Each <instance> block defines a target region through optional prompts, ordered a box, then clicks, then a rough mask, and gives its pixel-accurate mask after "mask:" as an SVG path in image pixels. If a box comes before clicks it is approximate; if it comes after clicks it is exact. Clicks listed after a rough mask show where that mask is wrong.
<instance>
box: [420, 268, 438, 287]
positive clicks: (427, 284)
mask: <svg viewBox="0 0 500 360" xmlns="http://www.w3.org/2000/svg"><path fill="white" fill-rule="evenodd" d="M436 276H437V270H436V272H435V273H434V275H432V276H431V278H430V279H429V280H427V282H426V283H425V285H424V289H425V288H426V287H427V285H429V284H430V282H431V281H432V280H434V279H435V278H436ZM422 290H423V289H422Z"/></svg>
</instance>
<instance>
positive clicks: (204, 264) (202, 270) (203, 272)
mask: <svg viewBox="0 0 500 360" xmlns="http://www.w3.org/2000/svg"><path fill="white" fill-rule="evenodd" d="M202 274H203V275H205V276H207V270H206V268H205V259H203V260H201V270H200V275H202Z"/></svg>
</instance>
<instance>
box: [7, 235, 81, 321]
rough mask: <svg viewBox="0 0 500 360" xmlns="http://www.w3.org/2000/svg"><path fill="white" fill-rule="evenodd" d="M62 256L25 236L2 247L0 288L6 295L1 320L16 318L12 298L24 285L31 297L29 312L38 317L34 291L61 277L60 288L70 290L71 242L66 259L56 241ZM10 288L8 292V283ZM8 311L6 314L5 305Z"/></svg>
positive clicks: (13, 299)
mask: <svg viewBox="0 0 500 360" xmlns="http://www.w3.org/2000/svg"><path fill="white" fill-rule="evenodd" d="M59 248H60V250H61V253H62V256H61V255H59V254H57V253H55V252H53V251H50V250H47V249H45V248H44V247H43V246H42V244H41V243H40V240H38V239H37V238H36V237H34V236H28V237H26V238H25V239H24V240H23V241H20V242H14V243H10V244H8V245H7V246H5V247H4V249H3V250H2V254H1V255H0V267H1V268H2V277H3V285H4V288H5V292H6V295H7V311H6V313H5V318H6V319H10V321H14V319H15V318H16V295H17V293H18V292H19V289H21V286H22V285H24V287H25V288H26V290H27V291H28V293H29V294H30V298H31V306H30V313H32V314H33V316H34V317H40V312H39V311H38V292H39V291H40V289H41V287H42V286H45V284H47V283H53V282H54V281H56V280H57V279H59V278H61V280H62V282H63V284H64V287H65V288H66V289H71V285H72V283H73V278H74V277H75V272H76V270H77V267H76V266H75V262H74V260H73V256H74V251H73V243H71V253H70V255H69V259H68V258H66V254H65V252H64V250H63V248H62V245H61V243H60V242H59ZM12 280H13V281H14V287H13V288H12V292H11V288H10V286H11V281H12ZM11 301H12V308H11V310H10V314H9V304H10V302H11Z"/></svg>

——

__TASK TO CARRY OUT__
Quote, with nothing altered, all lines from the start of the entries to the line that carries "rough mask: <svg", inclusive.

__RESPONSE AREA__
Each <instance> block defines a target region through optional prompts, ordered a box, then clicks, then a rough mask, and gives its pixel-accurate mask after "mask:" as an SVG path in image pixels. If a box comes before clicks it is approximate; if it comes after clicks it is exact. Clicks listed after a rough mask show where that mask is wrong.
<instance>
box: [420, 268, 438, 287]
positive clicks: (427, 284)
mask: <svg viewBox="0 0 500 360" xmlns="http://www.w3.org/2000/svg"><path fill="white" fill-rule="evenodd" d="M436 276H437V270H436V272H435V273H434V275H432V276H431V278H430V279H429V280H427V282H426V283H425V285H424V289H425V288H426V287H427V285H429V284H430V282H431V281H432V280H434V279H435V278H436ZM422 290H423V289H422Z"/></svg>
</instance>
<instance>
positive clicks: (204, 264) (202, 270) (203, 272)
mask: <svg viewBox="0 0 500 360" xmlns="http://www.w3.org/2000/svg"><path fill="white" fill-rule="evenodd" d="M202 274H203V275H205V276H207V270H206V268H205V259H203V260H201V270H200V275H202Z"/></svg>
</instance>
<instance>
box: [7, 235, 81, 321]
rough mask: <svg viewBox="0 0 500 360" xmlns="http://www.w3.org/2000/svg"><path fill="white" fill-rule="evenodd" d="M62 256L25 236L2 247L0 288L6 295L1 320L16 318L12 298L24 285L31 297L29 312L38 317L34 291L61 277L60 288L70 290L71 242L66 259L56 241ZM10 288L8 292V283ZM8 311L6 314L5 305Z"/></svg>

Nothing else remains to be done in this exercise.